DATA:
=== Section Start ===

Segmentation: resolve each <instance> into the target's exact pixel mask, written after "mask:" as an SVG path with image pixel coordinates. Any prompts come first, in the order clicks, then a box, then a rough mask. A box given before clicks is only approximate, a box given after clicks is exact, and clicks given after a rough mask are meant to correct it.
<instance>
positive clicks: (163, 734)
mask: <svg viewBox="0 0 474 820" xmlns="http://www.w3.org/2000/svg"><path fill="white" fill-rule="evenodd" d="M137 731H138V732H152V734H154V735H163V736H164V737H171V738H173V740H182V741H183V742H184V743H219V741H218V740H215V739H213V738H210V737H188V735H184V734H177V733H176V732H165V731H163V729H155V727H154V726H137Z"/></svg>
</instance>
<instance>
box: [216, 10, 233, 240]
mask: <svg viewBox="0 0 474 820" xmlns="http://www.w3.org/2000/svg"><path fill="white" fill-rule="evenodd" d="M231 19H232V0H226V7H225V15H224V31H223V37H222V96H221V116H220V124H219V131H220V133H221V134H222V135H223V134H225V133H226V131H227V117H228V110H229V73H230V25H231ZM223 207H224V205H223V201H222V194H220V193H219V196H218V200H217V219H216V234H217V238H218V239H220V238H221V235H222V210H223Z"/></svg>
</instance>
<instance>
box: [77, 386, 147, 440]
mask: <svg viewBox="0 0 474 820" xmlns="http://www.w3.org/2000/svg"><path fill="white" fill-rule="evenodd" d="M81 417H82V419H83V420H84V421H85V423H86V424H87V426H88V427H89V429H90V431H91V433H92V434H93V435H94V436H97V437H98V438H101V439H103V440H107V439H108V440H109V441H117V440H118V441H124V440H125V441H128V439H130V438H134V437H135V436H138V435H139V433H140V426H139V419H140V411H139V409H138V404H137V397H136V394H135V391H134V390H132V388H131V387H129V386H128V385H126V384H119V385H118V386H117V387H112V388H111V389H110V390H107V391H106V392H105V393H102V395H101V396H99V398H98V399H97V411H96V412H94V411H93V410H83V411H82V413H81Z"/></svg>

=== Section End ===

TASK DIRECTIONS: Each line above must be reproduced exactly.

RESPONSE TO THE EXERCISE:
Segmentation: resolve each <instance> into the target's exact pixel mask, written after "mask:" as an SVG path with image pixel coordinates. Any prompts come first, in the order clicks, then a box, then a rough mask. A box given before clicks is only approximate, a box given after clicks is exact, and clicks given after a rough mask are meant to correct it.
<instance>
positive clicks: (163, 734)
mask: <svg viewBox="0 0 474 820" xmlns="http://www.w3.org/2000/svg"><path fill="white" fill-rule="evenodd" d="M137 731H138V732H152V734H154V735H163V736H164V737H171V738H173V740H182V741H183V742H184V743H219V741H218V740H215V739H213V738H210V737H188V735H184V734H177V733H176V732H165V731H163V729H155V727H154V726H137Z"/></svg>
</instance>
<instance>
box: [216, 10, 233, 240]
mask: <svg viewBox="0 0 474 820" xmlns="http://www.w3.org/2000/svg"><path fill="white" fill-rule="evenodd" d="M231 19H232V0H226V7H225V15H224V31H223V37H222V96H221V116H220V124H219V131H220V133H221V134H222V135H223V134H225V133H226V131H227V117H228V110H229V73H230V25H231ZM223 207H224V205H223V201H222V194H220V193H219V196H218V200H217V219H216V234H217V238H218V239H220V238H221V235H222V210H223Z"/></svg>
</instance>
<instance>
box: [77, 386, 147, 440]
mask: <svg viewBox="0 0 474 820" xmlns="http://www.w3.org/2000/svg"><path fill="white" fill-rule="evenodd" d="M81 417H82V419H83V420H84V421H85V423H86V424H87V426H88V427H89V429H90V431H91V433H92V434H93V435H94V436H97V437H98V438H101V439H103V440H107V439H108V440H109V441H117V440H118V441H124V440H125V441H128V439H130V438H134V437H135V436H138V435H139V433H140V426H139V419H140V411H139V409H138V404H137V397H136V394H135V391H134V390H132V388H131V387H129V386H128V385H126V384H119V385H118V386H117V387H112V388H111V389H110V390H107V391H106V392H105V393H102V395H101V396H99V398H98V399H97V411H96V412H94V411H93V410H83V411H82V413H81Z"/></svg>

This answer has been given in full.